- [Short problem]: Write out every line of the material exactly as it appears.

Stored items:
==*==

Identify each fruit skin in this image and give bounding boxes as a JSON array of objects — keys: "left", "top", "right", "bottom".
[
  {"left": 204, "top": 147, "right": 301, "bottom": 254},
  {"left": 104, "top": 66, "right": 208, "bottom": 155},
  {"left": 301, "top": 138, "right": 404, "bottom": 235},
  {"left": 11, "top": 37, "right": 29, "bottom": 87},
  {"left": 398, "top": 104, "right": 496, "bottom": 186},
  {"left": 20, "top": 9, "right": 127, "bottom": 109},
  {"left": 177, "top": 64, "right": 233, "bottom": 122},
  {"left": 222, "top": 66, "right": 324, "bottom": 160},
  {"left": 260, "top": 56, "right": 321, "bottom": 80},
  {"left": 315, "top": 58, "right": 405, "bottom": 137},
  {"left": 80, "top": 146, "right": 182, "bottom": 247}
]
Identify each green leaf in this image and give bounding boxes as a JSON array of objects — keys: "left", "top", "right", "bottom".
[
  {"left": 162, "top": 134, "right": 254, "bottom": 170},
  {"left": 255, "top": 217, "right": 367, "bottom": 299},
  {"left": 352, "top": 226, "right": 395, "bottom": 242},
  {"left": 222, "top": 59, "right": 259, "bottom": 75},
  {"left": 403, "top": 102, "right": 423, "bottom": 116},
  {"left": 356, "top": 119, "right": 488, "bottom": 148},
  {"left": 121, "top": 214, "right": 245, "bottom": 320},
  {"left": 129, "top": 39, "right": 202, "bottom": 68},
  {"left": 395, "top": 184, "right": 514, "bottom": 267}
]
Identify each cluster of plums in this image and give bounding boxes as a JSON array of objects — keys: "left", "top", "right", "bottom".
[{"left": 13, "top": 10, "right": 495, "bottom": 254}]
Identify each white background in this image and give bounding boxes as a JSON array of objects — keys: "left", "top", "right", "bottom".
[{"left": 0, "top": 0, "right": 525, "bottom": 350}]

==*==

- [Solution below]:
Identify each fruit skin in this image and give bounding boxes as a JSON array of objects — keys: "left", "top", "right", "bottom".
[
  {"left": 204, "top": 147, "right": 301, "bottom": 254},
  {"left": 104, "top": 66, "right": 208, "bottom": 155},
  {"left": 301, "top": 138, "right": 404, "bottom": 235},
  {"left": 11, "top": 37, "right": 29, "bottom": 87},
  {"left": 398, "top": 104, "right": 496, "bottom": 186},
  {"left": 20, "top": 9, "right": 127, "bottom": 109},
  {"left": 177, "top": 64, "right": 233, "bottom": 122},
  {"left": 222, "top": 66, "right": 324, "bottom": 160},
  {"left": 260, "top": 56, "right": 321, "bottom": 80},
  {"left": 315, "top": 58, "right": 405, "bottom": 137},
  {"left": 80, "top": 146, "right": 182, "bottom": 247}
]
Identify each green leaf in this image and give bounding boxes as a JSON array of objects — keys: "left", "top", "right", "bottom".
[
  {"left": 162, "top": 134, "right": 254, "bottom": 170},
  {"left": 255, "top": 217, "right": 367, "bottom": 299},
  {"left": 352, "top": 226, "right": 395, "bottom": 242},
  {"left": 222, "top": 59, "right": 259, "bottom": 75},
  {"left": 403, "top": 102, "right": 423, "bottom": 116},
  {"left": 356, "top": 119, "right": 488, "bottom": 148},
  {"left": 121, "top": 214, "right": 245, "bottom": 320},
  {"left": 129, "top": 39, "right": 202, "bottom": 68},
  {"left": 395, "top": 184, "right": 514, "bottom": 267}
]
Identify each cluster of plums in this image and give bounding boxes as a JSON array of objects — keys: "left", "top", "right", "bottom".
[{"left": 13, "top": 10, "right": 495, "bottom": 254}]
Identify each white background in this image and give bounding boxes as a JSON array of objects — keys: "left", "top", "right", "bottom".
[{"left": 0, "top": 0, "right": 525, "bottom": 350}]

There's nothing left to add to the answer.